## Teks Bacaan:
# # # #

Menimbang Kabinet Kerja
A
A
A
Namanya saja Kabinet Kerja. Jadi yang mesti ditonjolkan adalah hasil kerjanya untuk menyejahterakan rakyat. Tapi beberapa pengamat menilai daya beli masyarakat kian turun dan sektor ekonomi di berbagai bidang juga tidak membaik.
Mengapa? Ada yang mengatakan karena koordinasi tidak berjalan bagus. Bisa jadi karena hambatan struktur yang tidak pas, orang-orangnya yang kurang kapabel, atau pengaruh luar yang menghambat. Luar itu bisa saja pengaruh luar negeri atau kekuatan partai politik (parpol) yang tidak menempatkan kader terbaiknya duduk di kabinet.
Atau memang kalangan parpol mengalami defisit kader teknokrat yang bisa diandalkan duduk dalam jajaran kabinet. Apa pun kritik yang dimunculkan, umur kabinet yang belum berjalan setahun memang masih bisa dimaklumi dan rakyat masih sabar menanti untuk menunggu realisasi agenda dan jargon Kabinet Kerja. Meski begitu pemahaman dan kesabaran masyarakat terbatas.
Rakyat segera ingin merasakan buah manis dari hasil pemilu yang lalu. Ongkos material dan sosial sudah banyak terkuras untuk menghasilkan kabinet ini. Kebutuhan sehari- hari yang dirasakan kian mahal akan mengubur kenangan dan harapan indah saat-saat pemilu lalu terhadap jagonya. Para menteri yang memikul beban parpol akan menjatuhkan kredibilitas parpol yang mengusungnya jika kinerjanya tidak bagus dan tidak produktif.
Dengan dalih memenangi pemilu dengan formula 50+1, maka the winner takes all. Tapi orang mempertanyakan, dengan demokrasi dan pemilu itu, yang mau diposisikan sebagai pemenang apakah rakyat atau sebatas koalisi parpol pendukung? Jika rakyat dan kepentingan umum yang diutamakan, kabinet bukanlah pembagian jatah bagi para kader dan wakil parpol, melainkan kompetensi yang mesti ditonjolkan.

# # # #

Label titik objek
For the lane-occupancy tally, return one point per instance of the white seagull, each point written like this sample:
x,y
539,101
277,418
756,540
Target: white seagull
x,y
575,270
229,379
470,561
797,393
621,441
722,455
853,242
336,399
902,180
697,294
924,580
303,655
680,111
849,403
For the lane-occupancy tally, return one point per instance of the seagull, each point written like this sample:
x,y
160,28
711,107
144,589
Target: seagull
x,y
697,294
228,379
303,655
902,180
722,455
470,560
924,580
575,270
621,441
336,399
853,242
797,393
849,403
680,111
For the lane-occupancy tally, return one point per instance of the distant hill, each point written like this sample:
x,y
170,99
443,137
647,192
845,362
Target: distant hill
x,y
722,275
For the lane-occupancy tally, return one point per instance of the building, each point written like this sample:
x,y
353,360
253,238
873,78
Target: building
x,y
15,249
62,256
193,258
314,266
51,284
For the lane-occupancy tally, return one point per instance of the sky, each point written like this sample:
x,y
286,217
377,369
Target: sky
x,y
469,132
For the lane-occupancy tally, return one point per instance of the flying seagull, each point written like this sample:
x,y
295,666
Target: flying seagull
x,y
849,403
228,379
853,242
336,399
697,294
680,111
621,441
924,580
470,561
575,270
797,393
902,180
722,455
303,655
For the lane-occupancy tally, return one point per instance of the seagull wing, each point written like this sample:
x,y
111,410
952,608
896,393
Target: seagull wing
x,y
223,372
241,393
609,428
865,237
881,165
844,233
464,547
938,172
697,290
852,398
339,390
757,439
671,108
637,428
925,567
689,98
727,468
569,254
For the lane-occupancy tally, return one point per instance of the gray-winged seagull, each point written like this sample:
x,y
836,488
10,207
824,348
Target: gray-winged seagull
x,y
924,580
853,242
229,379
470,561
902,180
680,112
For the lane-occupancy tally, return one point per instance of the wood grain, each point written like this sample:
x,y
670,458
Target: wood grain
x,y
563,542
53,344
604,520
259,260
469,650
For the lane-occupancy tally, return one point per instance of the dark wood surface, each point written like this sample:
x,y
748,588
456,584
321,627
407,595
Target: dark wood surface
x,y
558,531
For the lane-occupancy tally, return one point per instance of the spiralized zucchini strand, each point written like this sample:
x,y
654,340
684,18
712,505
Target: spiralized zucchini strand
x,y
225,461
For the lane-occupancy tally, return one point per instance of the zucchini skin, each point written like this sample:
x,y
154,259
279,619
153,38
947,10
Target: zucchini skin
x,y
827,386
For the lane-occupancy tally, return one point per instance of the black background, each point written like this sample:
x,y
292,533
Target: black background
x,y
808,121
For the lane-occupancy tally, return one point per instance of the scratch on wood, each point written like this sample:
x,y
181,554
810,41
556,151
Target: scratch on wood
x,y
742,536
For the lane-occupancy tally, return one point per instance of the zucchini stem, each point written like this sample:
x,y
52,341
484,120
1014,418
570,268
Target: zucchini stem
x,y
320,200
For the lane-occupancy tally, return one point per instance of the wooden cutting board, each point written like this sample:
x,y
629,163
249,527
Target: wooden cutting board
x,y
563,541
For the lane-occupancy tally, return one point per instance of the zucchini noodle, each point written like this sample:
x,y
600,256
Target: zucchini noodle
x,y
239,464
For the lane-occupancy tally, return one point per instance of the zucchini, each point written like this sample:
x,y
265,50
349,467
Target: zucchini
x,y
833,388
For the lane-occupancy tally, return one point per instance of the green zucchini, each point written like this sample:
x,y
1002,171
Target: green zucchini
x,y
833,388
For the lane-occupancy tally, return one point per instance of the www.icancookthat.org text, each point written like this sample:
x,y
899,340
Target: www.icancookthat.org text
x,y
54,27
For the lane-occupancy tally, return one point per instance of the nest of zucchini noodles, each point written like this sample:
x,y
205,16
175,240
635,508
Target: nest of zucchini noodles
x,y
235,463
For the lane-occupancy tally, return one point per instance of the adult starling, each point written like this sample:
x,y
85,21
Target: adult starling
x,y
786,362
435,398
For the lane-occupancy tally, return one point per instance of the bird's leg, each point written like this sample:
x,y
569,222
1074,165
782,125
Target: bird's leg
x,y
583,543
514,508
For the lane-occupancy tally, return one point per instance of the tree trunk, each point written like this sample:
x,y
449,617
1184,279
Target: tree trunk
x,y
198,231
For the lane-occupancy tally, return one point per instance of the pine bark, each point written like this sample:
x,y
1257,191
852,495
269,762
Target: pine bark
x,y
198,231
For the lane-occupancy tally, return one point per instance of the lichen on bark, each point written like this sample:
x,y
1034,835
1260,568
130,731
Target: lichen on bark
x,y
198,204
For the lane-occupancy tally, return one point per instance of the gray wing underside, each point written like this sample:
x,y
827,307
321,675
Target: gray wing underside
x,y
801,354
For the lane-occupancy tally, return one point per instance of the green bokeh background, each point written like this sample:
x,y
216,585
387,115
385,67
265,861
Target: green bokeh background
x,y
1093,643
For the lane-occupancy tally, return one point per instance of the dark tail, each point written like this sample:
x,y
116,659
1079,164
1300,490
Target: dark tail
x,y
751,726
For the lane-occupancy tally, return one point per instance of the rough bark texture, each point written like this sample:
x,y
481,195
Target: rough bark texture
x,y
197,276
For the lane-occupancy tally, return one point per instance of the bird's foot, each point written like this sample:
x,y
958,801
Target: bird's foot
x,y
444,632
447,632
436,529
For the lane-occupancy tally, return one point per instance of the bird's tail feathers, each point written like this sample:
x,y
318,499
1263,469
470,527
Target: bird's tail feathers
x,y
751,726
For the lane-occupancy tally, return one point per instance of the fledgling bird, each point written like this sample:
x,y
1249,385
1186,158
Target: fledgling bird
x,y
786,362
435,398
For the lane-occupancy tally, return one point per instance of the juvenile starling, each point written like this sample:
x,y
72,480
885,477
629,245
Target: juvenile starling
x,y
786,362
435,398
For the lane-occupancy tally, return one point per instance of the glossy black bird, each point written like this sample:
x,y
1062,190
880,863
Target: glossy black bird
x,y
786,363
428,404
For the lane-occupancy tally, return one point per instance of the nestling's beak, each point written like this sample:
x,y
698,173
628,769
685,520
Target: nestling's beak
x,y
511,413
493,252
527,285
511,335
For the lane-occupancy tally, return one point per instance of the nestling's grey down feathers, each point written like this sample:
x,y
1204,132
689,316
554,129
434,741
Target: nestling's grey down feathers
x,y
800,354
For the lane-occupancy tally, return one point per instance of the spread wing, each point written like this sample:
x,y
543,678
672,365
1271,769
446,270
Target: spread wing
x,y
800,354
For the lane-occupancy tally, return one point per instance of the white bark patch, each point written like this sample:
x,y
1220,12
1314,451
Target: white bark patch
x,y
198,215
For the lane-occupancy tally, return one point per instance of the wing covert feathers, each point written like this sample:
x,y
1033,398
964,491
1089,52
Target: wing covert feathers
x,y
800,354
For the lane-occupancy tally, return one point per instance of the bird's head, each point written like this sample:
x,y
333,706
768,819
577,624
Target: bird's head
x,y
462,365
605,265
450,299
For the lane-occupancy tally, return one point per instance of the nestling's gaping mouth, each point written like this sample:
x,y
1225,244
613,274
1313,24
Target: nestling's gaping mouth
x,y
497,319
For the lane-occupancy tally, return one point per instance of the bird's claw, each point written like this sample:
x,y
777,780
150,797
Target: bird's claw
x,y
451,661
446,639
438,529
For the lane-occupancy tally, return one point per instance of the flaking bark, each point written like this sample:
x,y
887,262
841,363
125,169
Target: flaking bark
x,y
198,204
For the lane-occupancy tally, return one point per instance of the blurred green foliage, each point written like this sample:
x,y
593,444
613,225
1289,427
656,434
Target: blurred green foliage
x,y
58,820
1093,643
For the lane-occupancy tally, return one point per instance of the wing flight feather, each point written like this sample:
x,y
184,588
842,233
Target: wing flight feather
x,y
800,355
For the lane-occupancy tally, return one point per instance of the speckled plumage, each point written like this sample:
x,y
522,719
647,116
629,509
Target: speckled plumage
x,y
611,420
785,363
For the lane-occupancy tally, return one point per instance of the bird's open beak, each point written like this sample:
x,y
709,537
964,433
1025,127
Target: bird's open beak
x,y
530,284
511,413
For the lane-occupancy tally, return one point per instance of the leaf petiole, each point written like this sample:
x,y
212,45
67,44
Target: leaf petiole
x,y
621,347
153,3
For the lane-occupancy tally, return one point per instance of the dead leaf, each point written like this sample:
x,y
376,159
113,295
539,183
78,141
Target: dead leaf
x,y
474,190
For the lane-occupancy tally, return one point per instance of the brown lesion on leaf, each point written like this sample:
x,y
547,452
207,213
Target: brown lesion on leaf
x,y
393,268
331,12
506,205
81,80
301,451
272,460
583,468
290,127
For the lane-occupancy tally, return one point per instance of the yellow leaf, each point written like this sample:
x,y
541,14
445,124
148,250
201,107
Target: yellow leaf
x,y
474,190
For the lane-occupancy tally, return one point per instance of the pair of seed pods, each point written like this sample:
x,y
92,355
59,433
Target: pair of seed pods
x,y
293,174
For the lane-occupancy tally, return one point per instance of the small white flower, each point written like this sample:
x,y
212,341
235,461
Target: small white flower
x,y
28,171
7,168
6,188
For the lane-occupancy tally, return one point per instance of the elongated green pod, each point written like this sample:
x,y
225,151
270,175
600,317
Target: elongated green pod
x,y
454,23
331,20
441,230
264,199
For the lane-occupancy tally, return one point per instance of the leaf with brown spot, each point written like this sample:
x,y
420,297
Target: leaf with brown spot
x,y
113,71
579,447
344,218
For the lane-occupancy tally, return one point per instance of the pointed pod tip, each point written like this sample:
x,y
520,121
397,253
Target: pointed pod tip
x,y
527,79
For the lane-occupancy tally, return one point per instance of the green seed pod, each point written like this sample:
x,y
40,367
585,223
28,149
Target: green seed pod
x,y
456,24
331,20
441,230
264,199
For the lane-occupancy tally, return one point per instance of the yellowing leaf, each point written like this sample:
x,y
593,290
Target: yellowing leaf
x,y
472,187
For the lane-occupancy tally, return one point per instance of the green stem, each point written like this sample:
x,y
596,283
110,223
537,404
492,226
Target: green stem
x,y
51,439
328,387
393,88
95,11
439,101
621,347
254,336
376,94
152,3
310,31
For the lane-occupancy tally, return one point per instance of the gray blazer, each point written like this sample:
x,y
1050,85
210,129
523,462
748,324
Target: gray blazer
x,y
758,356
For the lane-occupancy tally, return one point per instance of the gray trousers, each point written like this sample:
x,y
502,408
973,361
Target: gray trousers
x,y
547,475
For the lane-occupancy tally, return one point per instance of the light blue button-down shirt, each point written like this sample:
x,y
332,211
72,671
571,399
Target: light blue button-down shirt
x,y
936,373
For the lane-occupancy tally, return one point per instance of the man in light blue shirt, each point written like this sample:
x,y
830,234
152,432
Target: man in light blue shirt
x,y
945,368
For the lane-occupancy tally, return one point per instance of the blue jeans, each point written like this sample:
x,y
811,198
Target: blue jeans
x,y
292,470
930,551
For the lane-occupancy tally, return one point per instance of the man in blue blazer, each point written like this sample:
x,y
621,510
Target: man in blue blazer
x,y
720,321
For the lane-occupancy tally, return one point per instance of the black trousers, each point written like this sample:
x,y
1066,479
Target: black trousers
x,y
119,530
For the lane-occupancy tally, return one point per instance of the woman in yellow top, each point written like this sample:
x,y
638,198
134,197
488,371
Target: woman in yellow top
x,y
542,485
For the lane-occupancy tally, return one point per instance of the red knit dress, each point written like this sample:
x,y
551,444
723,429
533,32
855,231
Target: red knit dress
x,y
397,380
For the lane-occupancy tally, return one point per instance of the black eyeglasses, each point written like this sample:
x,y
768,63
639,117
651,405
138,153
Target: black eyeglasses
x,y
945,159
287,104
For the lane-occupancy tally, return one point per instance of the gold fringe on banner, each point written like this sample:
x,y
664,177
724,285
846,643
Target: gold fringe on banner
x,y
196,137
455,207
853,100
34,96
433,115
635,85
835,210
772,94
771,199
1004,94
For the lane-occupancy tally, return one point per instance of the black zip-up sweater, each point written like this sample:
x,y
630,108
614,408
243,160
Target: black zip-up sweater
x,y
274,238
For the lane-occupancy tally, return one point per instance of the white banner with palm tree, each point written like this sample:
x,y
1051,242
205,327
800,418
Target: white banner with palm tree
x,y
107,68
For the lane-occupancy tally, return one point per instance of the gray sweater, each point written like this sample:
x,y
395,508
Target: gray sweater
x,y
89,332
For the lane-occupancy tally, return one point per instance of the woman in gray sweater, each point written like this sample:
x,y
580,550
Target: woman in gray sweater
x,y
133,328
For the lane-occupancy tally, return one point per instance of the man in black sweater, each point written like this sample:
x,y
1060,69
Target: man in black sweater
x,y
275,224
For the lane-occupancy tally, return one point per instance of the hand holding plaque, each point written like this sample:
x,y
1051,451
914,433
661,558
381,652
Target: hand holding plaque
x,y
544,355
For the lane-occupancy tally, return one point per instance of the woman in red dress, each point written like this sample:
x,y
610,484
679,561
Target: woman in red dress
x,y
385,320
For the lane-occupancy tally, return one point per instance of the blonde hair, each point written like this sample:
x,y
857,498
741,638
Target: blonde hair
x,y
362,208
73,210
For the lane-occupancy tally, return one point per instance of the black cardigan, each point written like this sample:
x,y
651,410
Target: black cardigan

# # # #

## Yang Perlu Dikerjakan:
A. Menurut teks tentang Kabinet Kerja, sudah berapa lama kabinet itu berjalan?
B. Dalam teks tentang Kabinet Kerja, sebutkan semua kemungkinan penyebab yang dicantumkan dalam kalimat yang diawali "Bisa jadi karena".
C. Tuliskan lanjutan teks tentang Kabinet Kerja, dimulai sesudah kalimat terakhirnya.

## Jawaban:
A. Belum berjalan setahun.

B.
- Hambatan struktur yang tidak pas
- Orang-orangnya yang kurang kapabel
- Pengaruh luar yang menghambat

C.
Sekiranya parpol tidak punya kader yang memenuhi syarat, ambil saja putra bangsa yang baik dan tepat dari mana pun asalnya mengingat misi dan tugas mulia parpol ikut pemilu adalah untuk menyejahterakan rakyat. Kepentingan negara dan rakyat di atas kepentingan parpol.
Mungkin saja itu yang dimaksudkan dengan kabinet gotong-royong, yaitu kabinet produk demokrasi tetapi tetap memberikan ruang bagi putra bangsa terbaik untuk ikut mengatur negara meskipun bukan dari lingkaran parpol pemenang pemilu selama yang dimajukan semata demi kemajuan dan kebaikan negara dan rakyat.
Substansi dan fungsi demokrasi adalah untuk menjaring putra bangsa terbaik demi kesejahteraan rakyat yang dijaring lewat parpol. Jangan dibalik, kepentingan dan selera parpol mengalahkan kepentingan rakyat dengan merusak substansi demokrasi hanya dengan menyandarkan suara terbanyak yang itu pun bisa dibeli dengan uang.
Demikianlah, kualitas demokrasi bisa rusak ketika tingkat pendidikan dan ekonomi rakyat rendah. Ini juga terlihat pada hasil pilkada yang mayoritas mengecewakan. Kini salah satu tugas Presiden Joko Widodo (Jokowi) adalah mengembalikan kepercayaan kita pada sistem demokrasi yang telah menjadi pilihan kita bagi masyarakat yang sangat majemuk ini.
Kembali pada Kabinet Kerja yang hasil kerjanya masih mengecewakan. Sebagai presiden yang mengemban tanggung jawab tertinggi, Joko Widodo saya kira juga kecewa dengan beberapa menteri yang disodorkan parpol pendukungnya. Dia sejak awal mungkin sekali tidak setuju, tetapi tidak berdaya menolaknya. Dan ternyata kinerjanya tidak memuaskan rakyat.
Kini saatnya untuk berbicara dengan parpol asalnya, apakah akan terus dipertahankan meski rakyat kecewa atau siap-siap mencari penggantinya. Kalaupun diganti mungkin tidak sekarang mengingat umur kabinet belum setahun. Meski begitu baik Presiden maupun parpol koalisinya mesti bersiap-siap ketika pergantian beberapa sosok menteri harus dilakukan.
Janganlah kepentingan rakyat, negara, dan citra demokrasi dikorbankan hanya karena alasan bagi-bagi jatah jabatan politik. Sekali lagi, parpol dan pemilu itu menempatkan kepentingan rakyat sebagai prioritas dan alasan keberadaannya, bukan sebaliknya.
Di sini Presiden Jokowi diuji sikap dan komitmennya sebagai kepala negara yang majikannya adalah rakyat. Parpol hanyalah mengantarkan dirinya sebagai presiden dengan mandat melayani dan menyejahterakan rakyat, bukan parpol.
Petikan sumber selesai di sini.